### WHAT IS REQUIRED
What is needed here is an exact copy of all the records below.

#####

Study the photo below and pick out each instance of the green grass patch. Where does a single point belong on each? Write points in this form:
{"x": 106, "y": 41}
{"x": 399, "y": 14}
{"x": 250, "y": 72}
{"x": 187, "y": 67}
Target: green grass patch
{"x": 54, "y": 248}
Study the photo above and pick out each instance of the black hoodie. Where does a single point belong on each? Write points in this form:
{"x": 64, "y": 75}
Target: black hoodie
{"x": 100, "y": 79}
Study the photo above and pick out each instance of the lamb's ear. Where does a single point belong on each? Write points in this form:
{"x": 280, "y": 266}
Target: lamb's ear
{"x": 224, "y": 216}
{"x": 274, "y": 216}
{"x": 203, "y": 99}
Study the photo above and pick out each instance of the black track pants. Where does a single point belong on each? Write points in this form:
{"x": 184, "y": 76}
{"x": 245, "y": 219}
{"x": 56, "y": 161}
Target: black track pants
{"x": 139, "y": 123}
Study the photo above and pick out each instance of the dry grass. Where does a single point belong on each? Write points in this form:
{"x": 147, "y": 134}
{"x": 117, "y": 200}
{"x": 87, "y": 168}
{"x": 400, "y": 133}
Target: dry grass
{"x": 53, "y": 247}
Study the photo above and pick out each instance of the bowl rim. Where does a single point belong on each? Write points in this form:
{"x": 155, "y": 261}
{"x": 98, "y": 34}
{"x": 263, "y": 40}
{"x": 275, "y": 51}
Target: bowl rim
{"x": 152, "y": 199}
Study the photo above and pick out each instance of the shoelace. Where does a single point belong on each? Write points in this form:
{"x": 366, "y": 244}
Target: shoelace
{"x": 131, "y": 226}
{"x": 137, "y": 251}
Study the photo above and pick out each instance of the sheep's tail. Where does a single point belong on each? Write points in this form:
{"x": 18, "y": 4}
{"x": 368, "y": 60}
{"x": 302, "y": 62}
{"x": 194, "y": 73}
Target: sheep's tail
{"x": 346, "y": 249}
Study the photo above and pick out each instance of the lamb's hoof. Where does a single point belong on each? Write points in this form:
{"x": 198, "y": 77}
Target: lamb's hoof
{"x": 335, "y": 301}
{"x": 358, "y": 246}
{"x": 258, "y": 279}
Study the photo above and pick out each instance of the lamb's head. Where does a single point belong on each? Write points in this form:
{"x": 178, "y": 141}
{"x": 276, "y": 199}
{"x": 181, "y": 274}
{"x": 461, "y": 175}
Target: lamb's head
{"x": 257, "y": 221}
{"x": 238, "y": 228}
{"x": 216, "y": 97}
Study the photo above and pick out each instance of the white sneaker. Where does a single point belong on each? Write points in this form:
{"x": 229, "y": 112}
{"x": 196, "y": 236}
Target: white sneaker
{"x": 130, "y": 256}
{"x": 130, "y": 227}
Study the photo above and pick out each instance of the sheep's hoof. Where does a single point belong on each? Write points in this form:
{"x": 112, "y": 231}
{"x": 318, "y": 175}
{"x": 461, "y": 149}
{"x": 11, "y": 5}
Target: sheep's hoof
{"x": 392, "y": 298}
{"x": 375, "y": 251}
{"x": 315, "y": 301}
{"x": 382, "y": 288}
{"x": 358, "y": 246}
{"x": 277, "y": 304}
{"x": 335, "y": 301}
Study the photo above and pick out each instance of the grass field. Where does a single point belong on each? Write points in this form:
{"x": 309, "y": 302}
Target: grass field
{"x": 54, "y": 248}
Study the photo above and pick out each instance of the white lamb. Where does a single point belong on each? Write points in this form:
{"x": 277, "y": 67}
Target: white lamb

#####

### FINISHED EXERCISE
Study the photo below and pick out each instance of the green grass patch. Where does a single point belong on each? Write points in this form:
{"x": 106, "y": 41}
{"x": 399, "y": 14}
{"x": 250, "y": 72}
{"x": 187, "y": 67}
Target: green grass patch
{"x": 54, "y": 248}
Study the photo above and pick out each instance of the black hoodie. Where does a single point belong on each? Write points in this form:
{"x": 64, "y": 75}
Target: black hoodie
{"x": 100, "y": 79}
Study the photo above and pick out each instance of the lamb's ear. Where does a single point belong on each? Write points in this form:
{"x": 280, "y": 266}
Target: lamb's ear
{"x": 224, "y": 216}
{"x": 274, "y": 216}
{"x": 203, "y": 99}
Study the photo above and pick out each instance of the black track pants. Where does a single point belong on each? Write points in this form:
{"x": 184, "y": 76}
{"x": 245, "y": 219}
{"x": 56, "y": 161}
Target: black track pants
{"x": 139, "y": 123}
Study the photo above and pick out each instance of the dry grass. Where does a single point belong on each? Write points in this form:
{"x": 147, "y": 134}
{"x": 117, "y": 200}
{"x": 87, "y": 168}
{"x": 400, "y": 133}
Target: dry grass
{"x": 53, "y": 247}
Study the photo above and pick out each instance of the bowl rim. Where does a single point belong on each? Write points in this form:
{"x": 155, "y": 261}
{"x": 98, "y": 34}
{"x": 263, "y": 40}
{"x": 275, "y": 51}
Target: bowl rim
{"x": 152, "y": 199}
Study the photo above and pick out each instance of the shoelace. Where does a single point belong on each? Write points in this form:
{"x": 366, "y": 244}
Target: shoelace
{"x": 131, "y": 226}
{"x": 137, "y": 251}
Study the photo above and pick out each instance of the sheep's tail. Where does a single point belong on each? Write points in this form:
{"x": 18, "y": 4}
{"x": 368, "y": 60}
{"x": 302, "y": 62}
{"x": 194, "y": 73}
Target: sheep's tail
{"x": 346, "y": 249}
Study the photo above and pick out each instance of the lamb's hoof. Where does a single point belong on each? Write points in this form:
{"x": 198, "y": 77}
Target: lamb's hoof
{"x": 335, "y": 301}
{"x": 358, "y": 246}
{"x": 258, "y": 279}
Study the photo above and pick out each instance of the lamb's head. Where does a single point belong on each? Write points in this form:
{"x": 178, "y": 141}
{"x": 276, "y": 199}
{"x": 181, "y": 274}
{"x": 461, "y": 175}
Target: lamb's head
{"x": 257, "y": 221}
{"x": 238, "y": 228}
{"x": 216, "y": 97}
Study the photo above and pick out each instance of the white sneaker. Where does a single point belong on each? Write points in this form:
{"x": 229, "y": 112}
{"x": 196, "y": 236}
Target: white sneaker
{"x": 130, "y": 256}
{"x": 130, "y": 227}
Study the photo above and pick out each instance of the sheep's hoof. Where does a single point belong on each? Write points in this form:
{"x": 112, "y": 231}
{"x": 318, "y": 175}
{"x": 461, "y": 149}
{"x": 11, "y": 5}
Target: sheep's hoof
{"x": 392, "y": 298}
{"x": 375, "y": 251}
{"x": 315, "y": 301}
{"x": 382, "y": 288}
{"x": 358, "y": 246}
{"x": 277, "y": 304}
{"x": 335, "y": 301}
Study the photo above and pick out each instance of the grass field. Where does a single point belong on each? Write points in this form:
{"x": 309, "y": 302}
Target: grass field
{"x": 54, "y": 248}
Study the photo above and pick out each instance of the white lamb. Where does a single point belong on each? Write points in this form:
{"x": 277, "y": 67}
Target: white lamb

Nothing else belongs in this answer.